### [The problem]
Which lines of the entries contain the string "water"? Copy each of them.

━━ Data for this task

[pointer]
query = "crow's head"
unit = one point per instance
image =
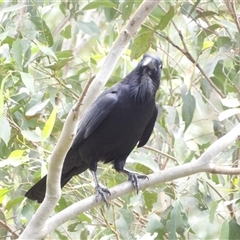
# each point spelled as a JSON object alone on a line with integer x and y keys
{"x": 144, "y": 80}
{"x": 151, "y": 65}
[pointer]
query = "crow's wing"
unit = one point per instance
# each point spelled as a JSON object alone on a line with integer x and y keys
{"x": 148, "y": 130}
{"x": 97, "y": 112}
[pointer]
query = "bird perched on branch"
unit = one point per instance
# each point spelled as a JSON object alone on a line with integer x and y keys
{"x": 122, "y": 117}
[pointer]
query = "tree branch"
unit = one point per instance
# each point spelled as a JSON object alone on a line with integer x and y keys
{"x": 203, "y": 164}
{"x": 38, "y": 227}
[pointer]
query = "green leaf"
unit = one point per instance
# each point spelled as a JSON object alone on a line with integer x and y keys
{"x": 212, "y": 212}
{"x": 228, "y": 113}
{"x": 59, "y": 64}
{"x": 89, "y": 27}
{"x": 47, "y": 51}
{"x": 224, "y": 233}
{"x": 166, "y": 18}
{"x": 49, "y": 123}
{"x": 206, "y": 14}
{"x": 36, "y": 109}
{"x": 15, "y": 159}
{"x": 141, "y": 44}
{"x": 66, "y": 32}
{"x": 64, "y": 54}
{"x": 124, "y": 222}
{"x": 188, "y": 109}
{"x": 234, "y": 230}
{"x": 98, "y": 4}
{"x": 175, "y": 221}
{"x": 13, "y": 8}
{"x": 3, "y": 192}
{"x": 150, "y": 198}
{"x": 13, "y": 202}
{"x": 44, "y": 34}
{"x": 180, "y": 148}
{"x": 126, "y": 9}
{"x": 154, "y": 225}
{"x": 145, "y": 160}
{"x": 5, "y": 129}
{"x": 30, "y": 135}
{"x": 17, "y": 52}
{"x": 28, "y": 81}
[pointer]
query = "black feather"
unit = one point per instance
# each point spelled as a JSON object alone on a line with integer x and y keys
{"x": 119, "y": 119}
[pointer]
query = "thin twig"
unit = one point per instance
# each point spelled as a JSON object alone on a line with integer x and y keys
{"x": 5, "y": 226}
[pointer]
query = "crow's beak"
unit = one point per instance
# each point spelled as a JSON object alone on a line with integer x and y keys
{"x": 147, "y": 61}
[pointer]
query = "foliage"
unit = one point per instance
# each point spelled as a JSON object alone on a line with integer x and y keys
{"x": 47, "y": 52}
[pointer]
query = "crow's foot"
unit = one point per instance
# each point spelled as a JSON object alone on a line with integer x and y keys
{"x": 102, "y": 192}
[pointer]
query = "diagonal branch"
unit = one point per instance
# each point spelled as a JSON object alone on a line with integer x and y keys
{"x": 203, "y": 164}
{"x": 38, "y": 227}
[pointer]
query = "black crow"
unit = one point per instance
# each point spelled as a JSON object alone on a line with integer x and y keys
{"x": 122, "y": 117}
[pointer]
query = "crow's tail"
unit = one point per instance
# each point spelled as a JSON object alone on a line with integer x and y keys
{"x": 37, "y": 192}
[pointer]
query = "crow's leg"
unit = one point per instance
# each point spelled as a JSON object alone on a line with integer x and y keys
{"x": 132, "y": 176}
{"x": 100, "y": 191}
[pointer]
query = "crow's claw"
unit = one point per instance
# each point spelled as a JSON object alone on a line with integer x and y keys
{"x": 133, "y": 177}
{"x": 102, "y": 192}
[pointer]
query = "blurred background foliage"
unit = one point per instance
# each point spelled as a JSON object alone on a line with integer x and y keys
{"x": 49, "y": 49}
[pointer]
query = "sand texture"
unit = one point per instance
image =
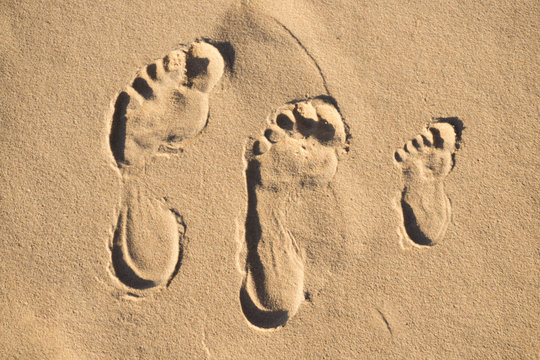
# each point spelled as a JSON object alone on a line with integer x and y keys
{"x": 256, "y": 179}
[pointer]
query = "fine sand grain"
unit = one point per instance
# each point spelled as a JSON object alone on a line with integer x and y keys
{"x": 269, "y": 180}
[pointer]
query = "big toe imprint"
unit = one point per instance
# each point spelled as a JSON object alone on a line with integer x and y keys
{"x": 297, "y": 152}
{"x": 425, "y": 161}
{"x": 166, "y": 103}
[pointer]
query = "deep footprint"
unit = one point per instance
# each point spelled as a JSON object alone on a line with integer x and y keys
{"x": 165, "y": 104}
{"x": 298, "y": 152}
{"x": 425, "y": 161}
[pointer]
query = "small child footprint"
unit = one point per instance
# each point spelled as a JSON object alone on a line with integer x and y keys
{"x": 298, "y": 152}
{"x": 425, "y": 161}
{"x": 166, "y": 104}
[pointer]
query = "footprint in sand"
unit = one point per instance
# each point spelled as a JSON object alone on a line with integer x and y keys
{"x": 166, "y": 104}
{"x": 425, "y": 161}
{"x": 297, "y": 153}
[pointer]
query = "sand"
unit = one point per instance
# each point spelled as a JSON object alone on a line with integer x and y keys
{"x": 269, "y": 180}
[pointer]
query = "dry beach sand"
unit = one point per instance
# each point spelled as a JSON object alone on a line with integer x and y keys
{"x": 269, "y": 180}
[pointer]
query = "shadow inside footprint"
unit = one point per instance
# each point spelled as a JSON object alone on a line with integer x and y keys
{"x": 412, "y": 227}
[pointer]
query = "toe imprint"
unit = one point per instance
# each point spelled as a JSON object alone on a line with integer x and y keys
{"x": 168, "y": 99}
{"x": 164, "y": 105}
{"x": 299, "y": 150}
{"x": 425, "y": 161}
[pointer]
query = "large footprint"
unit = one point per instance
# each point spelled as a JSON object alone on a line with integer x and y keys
{"x": 298, "y": 152}
{"x": 166, "y": 104}
{"x": 425, "y": 161}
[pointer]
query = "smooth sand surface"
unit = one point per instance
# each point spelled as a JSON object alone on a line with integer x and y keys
{"x": 288, "y": 180}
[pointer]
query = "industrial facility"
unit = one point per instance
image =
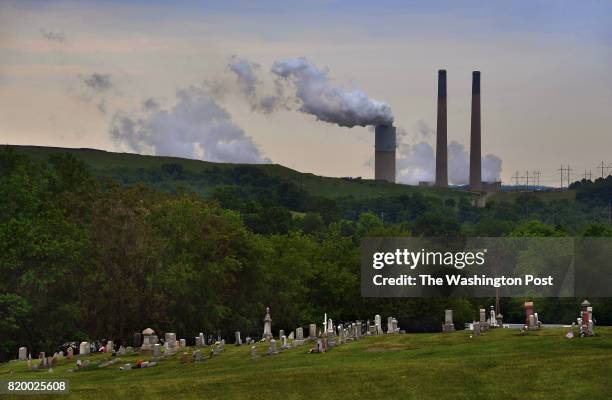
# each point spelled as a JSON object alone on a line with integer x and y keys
{"x": 385, "y": 143}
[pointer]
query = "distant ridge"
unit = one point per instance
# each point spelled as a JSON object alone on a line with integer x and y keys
{"x": 130, "y": 168}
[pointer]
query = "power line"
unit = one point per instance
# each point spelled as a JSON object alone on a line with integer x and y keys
{"x": 565, "y": 174}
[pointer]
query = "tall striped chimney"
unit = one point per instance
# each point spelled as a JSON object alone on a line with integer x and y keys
{"x": 475, "y": 151}
{"x": 441, "y": 136}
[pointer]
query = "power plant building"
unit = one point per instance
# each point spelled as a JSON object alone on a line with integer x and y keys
{"x": 384, "y": 155}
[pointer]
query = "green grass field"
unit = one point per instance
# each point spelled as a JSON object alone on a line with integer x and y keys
{"x": 499, "y": 364}
{"x": 546, "y": 196}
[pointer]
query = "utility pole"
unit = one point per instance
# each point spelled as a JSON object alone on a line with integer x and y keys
{"x": 536, "y": 179}
{"x": 527, "y": 181}
{"x": 515, "y": 177}
{"x": 562, "y": 169}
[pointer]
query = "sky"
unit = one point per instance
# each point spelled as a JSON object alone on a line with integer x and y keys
{"x": 156, "y": 77}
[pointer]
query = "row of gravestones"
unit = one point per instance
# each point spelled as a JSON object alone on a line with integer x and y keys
{"x": 148, "y": 341}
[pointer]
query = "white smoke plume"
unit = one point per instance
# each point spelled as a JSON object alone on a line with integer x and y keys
{"x": 417, "y": 162}
{"x": 491, "y": 168}
{"x": 195, "y": 127}
{"x": 302, "y": 83}
{"x": 329, "y": 103}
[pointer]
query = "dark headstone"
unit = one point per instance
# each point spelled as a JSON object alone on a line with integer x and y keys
{"x": 137, "y": 341}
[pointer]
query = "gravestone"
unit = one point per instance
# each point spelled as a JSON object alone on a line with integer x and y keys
{"x": 170, "y": 343}
{"x": 272, "y": 349}
{"x": 312, "y": 331}
{"x": 476, "y": 326}
{"x": 137, "y": 340}
{"x": 299, "y": 336}
{"x": 267, "y": 325}
{"x": 529, "y": 320}
{"x": 448, "y": 326}
{"x": 84, "y": 348}
{"x": 148, "y": 340}
{"x": 378, "y": 324}
{"x": 483, "y": 319}
{"x": 492, "y": 319}
{"x": 500, "y": 320}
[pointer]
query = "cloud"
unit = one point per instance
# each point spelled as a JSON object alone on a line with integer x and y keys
{"x": 251, "y": 86}
{"x": 59, "y": 37}
{"x": 97, "y": 82}
{"x": 196, "y": 126}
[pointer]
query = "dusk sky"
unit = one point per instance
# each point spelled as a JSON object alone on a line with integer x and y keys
{"x": 154, "y": 77}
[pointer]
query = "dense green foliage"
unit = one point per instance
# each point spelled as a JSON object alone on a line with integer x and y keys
{"x": 87, "y": 257}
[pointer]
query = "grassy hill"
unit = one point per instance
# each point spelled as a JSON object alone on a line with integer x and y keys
{"x": 499, "y": 364}
{"x": 131, "y": 168}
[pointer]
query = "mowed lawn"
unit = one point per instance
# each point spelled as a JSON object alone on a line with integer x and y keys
{"x": 499, "y": 364}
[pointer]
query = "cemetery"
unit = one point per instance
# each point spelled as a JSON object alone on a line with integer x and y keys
{"x": 487, "y": 358}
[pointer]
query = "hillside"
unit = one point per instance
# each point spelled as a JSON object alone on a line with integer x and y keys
{"x": 498, "y": 364}
{"x": 203, "y": 176}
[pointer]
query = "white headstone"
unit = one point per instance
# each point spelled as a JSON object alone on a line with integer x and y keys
{"x": 84, "y": 348}
{"x": 312, "y": 331}
{"x": 267, "y": 325}
{"x": 23, "y": 353}
{"x": 272, "y": 348}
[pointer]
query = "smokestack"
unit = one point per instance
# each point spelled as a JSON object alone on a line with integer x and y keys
{"x": 384, "y": 155}
{"x": 475, "y": 156}
{"x": 441, "y": 141}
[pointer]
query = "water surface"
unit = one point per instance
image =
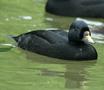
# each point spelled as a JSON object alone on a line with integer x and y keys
{"x": 22, "y": 70}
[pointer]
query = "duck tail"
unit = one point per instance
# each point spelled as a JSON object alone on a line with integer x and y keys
{"x": 13, "y": 37}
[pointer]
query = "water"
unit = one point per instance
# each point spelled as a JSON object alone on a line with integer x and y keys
{"x": 22, "y": 70}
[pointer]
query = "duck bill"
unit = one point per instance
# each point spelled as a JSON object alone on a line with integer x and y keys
{"x": 88, "y": 40}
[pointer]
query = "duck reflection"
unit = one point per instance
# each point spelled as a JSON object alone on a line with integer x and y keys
{"x": 74, "y": 73}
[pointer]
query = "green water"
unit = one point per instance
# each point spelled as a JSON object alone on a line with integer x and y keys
{"x": 21, "y": 70}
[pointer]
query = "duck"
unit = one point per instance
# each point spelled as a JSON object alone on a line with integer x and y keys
{"x": 74, "y": 44}
{"x": 76, "y": 8}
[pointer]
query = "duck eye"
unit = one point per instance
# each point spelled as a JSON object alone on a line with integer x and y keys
{"x": 86, "y": 33}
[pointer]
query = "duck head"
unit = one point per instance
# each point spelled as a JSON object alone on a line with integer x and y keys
{"x": 79, "y": 32}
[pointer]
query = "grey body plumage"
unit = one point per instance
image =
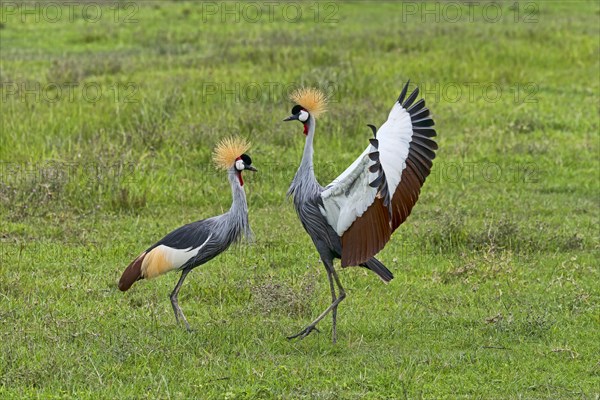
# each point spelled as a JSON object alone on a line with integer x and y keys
{"x": 196, "y": 243}
{"x": 353, "y": 218}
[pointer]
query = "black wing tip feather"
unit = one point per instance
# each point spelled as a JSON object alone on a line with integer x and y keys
{"x": 403, "y": 92}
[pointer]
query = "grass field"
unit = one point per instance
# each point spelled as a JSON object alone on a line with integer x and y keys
{"x": 109, "y": 114}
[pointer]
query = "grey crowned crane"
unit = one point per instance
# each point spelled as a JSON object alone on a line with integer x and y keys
{"x": 197, "y": 243}
{"x": 354, "y": 216}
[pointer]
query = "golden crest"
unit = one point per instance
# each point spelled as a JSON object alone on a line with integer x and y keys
{"x": 312, "y": 99}
{"x": 228, "y": 150}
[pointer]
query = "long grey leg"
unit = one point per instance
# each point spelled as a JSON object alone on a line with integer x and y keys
{"x": 175, "y": 303}
{"x": 337, "y": 300}
{"x": 334, "y": 311}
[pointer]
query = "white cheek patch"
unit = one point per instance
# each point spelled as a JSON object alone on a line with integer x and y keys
{"x": 303, "y": 117}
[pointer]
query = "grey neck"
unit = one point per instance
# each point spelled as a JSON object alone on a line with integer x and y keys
{"x": 237, "y": 216}
{"x": 304, "y": 182}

━━━━

### [Response to this exercise]
query = "water surface"
query = "water"
query = "green water"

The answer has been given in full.